WHAT TO PRODUCE
Copy out all of the data that follows, exactly as it appears.

Point localization data:
+---+

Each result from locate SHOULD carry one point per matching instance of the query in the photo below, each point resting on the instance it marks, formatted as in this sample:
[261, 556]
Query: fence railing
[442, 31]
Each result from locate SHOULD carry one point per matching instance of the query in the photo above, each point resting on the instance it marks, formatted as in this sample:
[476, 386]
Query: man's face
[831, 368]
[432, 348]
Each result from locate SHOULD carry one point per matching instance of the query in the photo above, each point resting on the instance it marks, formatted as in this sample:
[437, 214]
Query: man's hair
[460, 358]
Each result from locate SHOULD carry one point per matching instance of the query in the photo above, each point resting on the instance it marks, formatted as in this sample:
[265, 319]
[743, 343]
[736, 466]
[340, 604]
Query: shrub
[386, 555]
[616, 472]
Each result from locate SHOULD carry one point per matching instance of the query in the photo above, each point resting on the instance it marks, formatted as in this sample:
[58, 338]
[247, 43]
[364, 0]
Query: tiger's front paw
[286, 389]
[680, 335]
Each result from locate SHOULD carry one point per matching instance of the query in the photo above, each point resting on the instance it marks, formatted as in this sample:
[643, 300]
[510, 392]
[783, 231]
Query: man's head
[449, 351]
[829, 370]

+---+

RESULT
Each result from locate SHOULD carry one point per matching instance of the query in the photo below, each point resting on the instance it marks, formatted as in this sample:
[261, 556]
Query: fence railing
[442, 31]
Each result from locate SHOULD carry one point per matching instance of the query in the photo above, each point resting on the instance it marks, formatted as in this sample:
[476, 386]
Query: man's face
[831, 368]
[432, 348]
Each result from locate SHOULD carry one point per matching instance of the query in the photo above, each point resting on the instance it marks, formatted as in this sample:
[437, 214]
Query: man's hair
[460, 358]
Each result from locate SHOULD carry one point per matching instance of the query in the photo above, each point resting on the instance it marks, formatted as in this sample:
[265, 319]
[743, 343]
[736, 466]
[340, 604]
Query: shrub
[386, 555]
[616, 472]
Each result from locate SHOULD carry one point per matching instance of the query in the photo above, each point resting on the instance it marks, formatted as in this sample:
[58, 338]
[247, 43]
[364, 0]
Query: tiger's front paw
[286, 389]
[680, 335]
Each result from locate SHOULD carry one point per matching instance of the query in the photo above, each point resting on the instance it marks, formatted as in this sample:
[643, 300]
[510, 392]
[783, 231]
Query: man's head
[449, 351]
[829, 370]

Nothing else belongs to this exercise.